> **Task to carry out**: Copy out exactly the lines from the one containing "# drop a dot on each instance of the foreground" to the last line of the records below, both included, and leave out any pictures.

>>>

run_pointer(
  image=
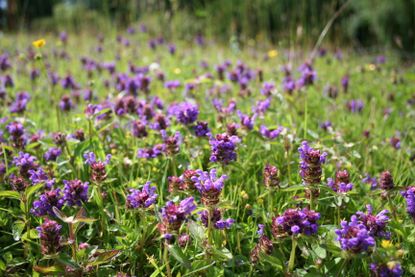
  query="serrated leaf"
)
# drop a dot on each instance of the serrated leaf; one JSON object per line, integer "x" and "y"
{"x": 178, "y": 254}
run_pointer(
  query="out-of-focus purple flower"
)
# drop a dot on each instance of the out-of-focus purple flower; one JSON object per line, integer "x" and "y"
{"x": 66, "y": 103}
{"x": 409, "y": 195}
{"x": 48, "y": 200}
{"x": 52, "y": 154}
{"x": 209, "y": 186}
{"x": 39, "y": 176}
{"x": 294, "y": 222}
{"x": 310, "y": 165}
{"x": 341, "y": 184}
{"x": 25, "y": 162}
{"x": 216, "y": 219}
{"x": 75, "y": 192}
{"x": 355, "y": 106}
{"x": 50, "y": 237}
{"x": 201, "y": 129}
{"x": 143, "y": 198}
{"x": 390, "y": 269}
{"x": 223, "y": 148}
{"x": 150, "y": 153}
{"x": 172, "y": 85}
{"x": 270, "y": 133}
{"x": 186, "y": 112}
{"x": 354, "y": 236}
{"x": 271, "y": 176}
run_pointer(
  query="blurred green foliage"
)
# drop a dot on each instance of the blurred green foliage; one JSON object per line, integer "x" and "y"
{"x": 363, "y": 23}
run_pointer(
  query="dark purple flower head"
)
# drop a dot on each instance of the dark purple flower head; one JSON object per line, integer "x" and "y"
{"x": 271, "y": 176}
{"x": 75, "y": 192}
{"x": 209, "y": 186}
{"x": 25, "y": 162}
{"x": 201, "y": 129}
{"x": 52, "y": 154}
{"x": 50, "y": 237}
{"x": 355, "y": 106}
{"x": 143, "y": 198}
{"x": 216, "y": 219}
{"x": 48, "y": 200}
{"x": 151, "y": 153}
{"x": 186, "y": 112}
{"x": 386, "y": 181}
{"x": 389, "y": 269}
{"x": 310, "y": 165}
{"x": 223, "y": 148}
{"x": 409, "y": 195}
{"x": 294, "y": 222}
{"x": 39, "y": 176}
{"x": 354, "y": 236}
{"x": 375, "y": 224}
{"x": 173, "y": 215}
{"x": 270, "y": 133}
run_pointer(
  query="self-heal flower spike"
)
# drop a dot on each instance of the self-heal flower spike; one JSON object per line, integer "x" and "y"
{"x": 75, "y": 192}
{"x": 409, "y": 195}
{"x": 50, "y": 237}
{"x": 294, "y": 222}
{"x": 209, "y": 186}
{"x": 310, "y": 165}
{"x": 143, "y": 198}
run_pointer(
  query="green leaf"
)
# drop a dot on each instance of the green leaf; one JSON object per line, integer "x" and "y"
{"x": 9, "y": 194}
{"x": 179, "y": 256}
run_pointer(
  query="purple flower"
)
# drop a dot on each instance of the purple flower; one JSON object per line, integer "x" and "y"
{"x": 223, "y": 148}
{"x": 75, "y": 192}
{"x": 142, "y": 198}
{"x": 310, "y": 165}
{"x": 209, "y": 186}
{"x": 38, "y": 176}
{"x": 201, "y": 129}
{"x": 186, "y": 113}
{"x": 270, "y": 133}
{"x": 50, "y": 237}
{"x": 294, "y": 222}
{"x": 409, "y": 195}
{"x": 355, "y": 106}
{"x": 173, "y": 215}
{"x": 216, "y": 220}
{"x": 52, "y": 154}
{"x": 48, "y": 200}
{"x": 390, "y": 269}
{"x": 354, "y": 236}
{"x": 150, "y": 153}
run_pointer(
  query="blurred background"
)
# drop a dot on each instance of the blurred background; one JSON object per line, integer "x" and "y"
{"x": 362, "y": 23}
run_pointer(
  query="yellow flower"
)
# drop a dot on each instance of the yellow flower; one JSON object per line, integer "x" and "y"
{"x": 39, "y": 43}
{"x": 272, "y": 53}
{"x": 386, "y": 244}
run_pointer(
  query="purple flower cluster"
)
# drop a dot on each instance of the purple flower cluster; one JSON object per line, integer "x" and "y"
{"x": 143, "y": 198}
{"x": 223, "y": 148}
{"x": 75, "y": 192}
{"x": 409, "y": 195}
{"x": 216, "y": 219}
{"x": 209, "y": 185}
{"x": 294, "y": 222}
{"x": 310, "y": 165}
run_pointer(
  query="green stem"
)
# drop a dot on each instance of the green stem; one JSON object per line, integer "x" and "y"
{"x": 291, "y": 262}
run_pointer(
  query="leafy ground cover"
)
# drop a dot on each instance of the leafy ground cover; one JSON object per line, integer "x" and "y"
{"x": 131, "y": 155}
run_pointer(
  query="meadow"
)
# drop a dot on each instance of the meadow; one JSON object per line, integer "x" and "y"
{"x": 132, "y": 155}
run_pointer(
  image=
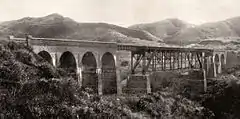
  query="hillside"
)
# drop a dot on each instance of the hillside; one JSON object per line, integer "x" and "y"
{"x": 163, "y": 29}
{"x": 175, "y": 31}
{"x": 57, "y": 26}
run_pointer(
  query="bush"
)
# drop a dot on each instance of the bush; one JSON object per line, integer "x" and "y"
{"x": 168, "y": 105}
{"x": 223, "y": 97}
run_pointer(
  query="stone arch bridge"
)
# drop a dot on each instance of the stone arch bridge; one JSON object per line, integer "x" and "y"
{"x": 97, "y": 64}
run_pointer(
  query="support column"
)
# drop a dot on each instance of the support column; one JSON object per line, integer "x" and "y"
{"x": 219, "y": 65}
{"x": 170, "y": 60}
{"x": 214, "y": 67}
{"x": 144, "y": 60}
{"x": 54, "y": 59}
{"x": 163, "y": 61}
{"x": 204, "y": 72}
{"x": 79, "y": 69}
{"x": 118, "y": 75}
{"x": 99, "y": 73}
{"x": 132, "y": 55}
{"x": 181, "y": 60}
{"x": 178, "y": 60}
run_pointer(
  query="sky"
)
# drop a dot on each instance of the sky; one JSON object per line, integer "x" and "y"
{"x": 123, "y": 12}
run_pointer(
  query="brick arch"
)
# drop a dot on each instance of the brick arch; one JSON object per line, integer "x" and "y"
{"x": 109, "y": 73}
{"x": 89, "y": 74}
{"x": 222, "y": 58}
{"x": 217, "y": 62}
{"x": 46, "y": 56}
{"x": 68, "y": 63}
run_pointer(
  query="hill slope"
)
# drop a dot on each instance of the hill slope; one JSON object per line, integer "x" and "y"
{"x": 175, "y": 31}
{"x": 57, "y": 26}
{"x": 163, "y": 29}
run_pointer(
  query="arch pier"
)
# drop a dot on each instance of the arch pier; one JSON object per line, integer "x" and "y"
{"x": 97, "y": 64}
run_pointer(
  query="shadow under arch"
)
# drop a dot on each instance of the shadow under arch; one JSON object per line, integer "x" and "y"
{"x": 217, "y": 63}
{"x": 68, "y": 63}
{"x": 46, "y": 56}
{"x": 109, "y": 74}
{"x": 89, "y": 74}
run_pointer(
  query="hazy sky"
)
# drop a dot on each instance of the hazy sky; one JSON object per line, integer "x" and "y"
{"x": 123, "y": 12}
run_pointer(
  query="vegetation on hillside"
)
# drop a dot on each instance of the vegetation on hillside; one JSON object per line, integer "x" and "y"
{"x": 57, "y": 26}
{"x": 32, "y": 88}
{"x": 175, "y": 31}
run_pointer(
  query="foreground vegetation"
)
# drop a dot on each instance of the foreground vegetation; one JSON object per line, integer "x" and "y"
{"x": 32, "y": 88}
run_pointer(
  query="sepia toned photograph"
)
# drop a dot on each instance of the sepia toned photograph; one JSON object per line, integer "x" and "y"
{"x": 119, "y": 59}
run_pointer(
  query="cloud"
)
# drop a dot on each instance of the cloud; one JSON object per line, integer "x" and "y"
{"x": 123, "y": 12}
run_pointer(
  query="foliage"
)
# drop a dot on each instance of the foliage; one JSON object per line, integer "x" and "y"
{"x": 166, "y": 105}
{"x": 223, "y": 97}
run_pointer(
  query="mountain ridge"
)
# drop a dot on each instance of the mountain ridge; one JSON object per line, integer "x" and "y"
{"x": 57, "y": 26}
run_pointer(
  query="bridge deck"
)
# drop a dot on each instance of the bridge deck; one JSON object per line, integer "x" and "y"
{"x": 120, "y": 46}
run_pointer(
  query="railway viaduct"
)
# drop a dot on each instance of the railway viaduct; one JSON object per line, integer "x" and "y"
{"x": 97, "y": 64}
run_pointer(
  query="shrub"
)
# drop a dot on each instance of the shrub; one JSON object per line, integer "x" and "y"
{"x": 223, "y": 97}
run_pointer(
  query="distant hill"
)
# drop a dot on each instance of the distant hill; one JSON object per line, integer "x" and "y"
{"x": 57, "y": 26}
{"x": 174, "y": 31}
{"x": 164, "y": 29}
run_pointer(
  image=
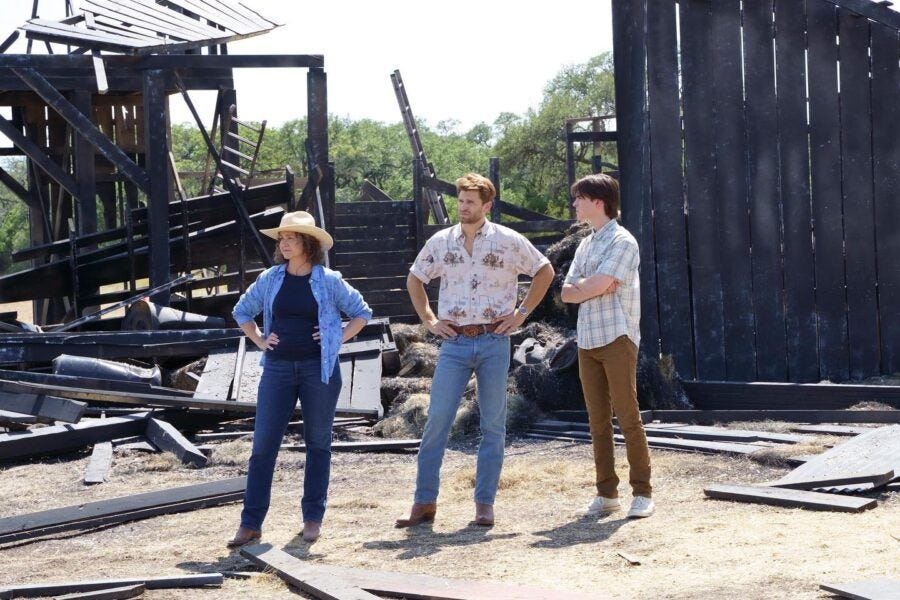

<<<

> **Exercise response**:
# drop a dot on each instance of the foreground vegetation; one JSON object per line, integer "x" and "y"
{"x": 32, "y": 88}
run_pointer(
  query="sepia toned photograph"
)
# drop a dot on each instance of the sepia toned photograph; one JSON object per line, integer "x" and "y"
{"x": 119, "y": 59}
run_pointer(
  query="cloud"
)
# drop a dot on each instance of the cloud; one JSON object per line, integer "x" and "y"
{"x": 123, "y": 12}
run_pointer(
  query="foliage"
)
# drop a dot on each instance of the foliage; one JSON object per line, integer "x" and "y"
{"x": 166, "y": 105}
{"x": 223, "y": 97}
run_pointer(
  query="mountain ridge"
)
# drop a dot on each instance of the mountain ridge; one JSON object per line, integer "x" and "y"
{"x": 57, "y": 26}
run_pointer(
  query="bridge deck"
)
# drop a dot on each instance of the bridge deck; one JSON object per line, integer "x" and "y"
{"x": 120, "y": 46}
run_pointer(
  query="railway viaduct"
)
# drop a dot on each instance of the railway viaduct; one JSON object per line, integer "x" and "y"
{"x": 97, "y": 64}
run_pointer(
  query="shrub"
)
# drop a dot on each instance of the shrub; one JSON object per line, integer "x" and "y"
{"x": 223, "y": 97}
run_pointer(
  query="distant hill"
)
# drop a dot on each instance of the distant hill; one JSON object per line, integer "x" and "y"
{"x": 57, "y": 26}
{"x": 174, "y": 31}
{"x": 164, "y": 29}
run_pointer(
  image=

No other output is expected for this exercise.